Records of labeled points:
################
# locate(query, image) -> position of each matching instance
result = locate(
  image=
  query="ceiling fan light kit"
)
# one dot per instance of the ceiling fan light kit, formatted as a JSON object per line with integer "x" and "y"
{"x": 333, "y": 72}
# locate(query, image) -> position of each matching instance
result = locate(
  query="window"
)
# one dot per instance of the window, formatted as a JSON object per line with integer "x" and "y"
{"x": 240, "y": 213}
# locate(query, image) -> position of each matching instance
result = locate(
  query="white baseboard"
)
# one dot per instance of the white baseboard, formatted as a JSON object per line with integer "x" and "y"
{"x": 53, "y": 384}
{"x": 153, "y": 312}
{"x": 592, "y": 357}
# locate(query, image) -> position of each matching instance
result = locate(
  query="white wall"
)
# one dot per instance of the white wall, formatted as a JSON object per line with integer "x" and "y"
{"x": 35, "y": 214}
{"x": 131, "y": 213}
################
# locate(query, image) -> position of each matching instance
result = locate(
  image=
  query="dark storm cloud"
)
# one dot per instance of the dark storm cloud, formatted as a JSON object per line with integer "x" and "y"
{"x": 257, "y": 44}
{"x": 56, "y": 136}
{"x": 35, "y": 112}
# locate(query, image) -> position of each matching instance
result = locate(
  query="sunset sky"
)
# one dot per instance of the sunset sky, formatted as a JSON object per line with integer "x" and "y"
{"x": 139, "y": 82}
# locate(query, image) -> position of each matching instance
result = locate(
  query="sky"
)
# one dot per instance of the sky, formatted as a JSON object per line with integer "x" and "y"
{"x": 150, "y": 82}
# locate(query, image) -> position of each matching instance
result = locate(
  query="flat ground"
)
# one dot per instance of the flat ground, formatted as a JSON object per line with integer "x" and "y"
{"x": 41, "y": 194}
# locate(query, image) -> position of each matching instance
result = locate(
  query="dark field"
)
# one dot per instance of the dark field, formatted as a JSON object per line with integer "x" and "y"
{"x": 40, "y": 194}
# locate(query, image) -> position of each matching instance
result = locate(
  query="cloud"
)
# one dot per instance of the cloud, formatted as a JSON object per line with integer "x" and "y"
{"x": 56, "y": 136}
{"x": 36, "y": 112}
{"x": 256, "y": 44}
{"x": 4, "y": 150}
################
Which lines of the records contain the string "white"? Select and copy each of them, treating uppercase and lowercase as different.

RESPONSE TO THE EXERCISE:
  query="white baseboard"
# one dot per instance of the white baseboard, formatted as a JSON object per line with integer "x" and "y"
  query="white wall"
# one dot per instance of the white wall, formatted as a JSON object per line with integer "x" and "y"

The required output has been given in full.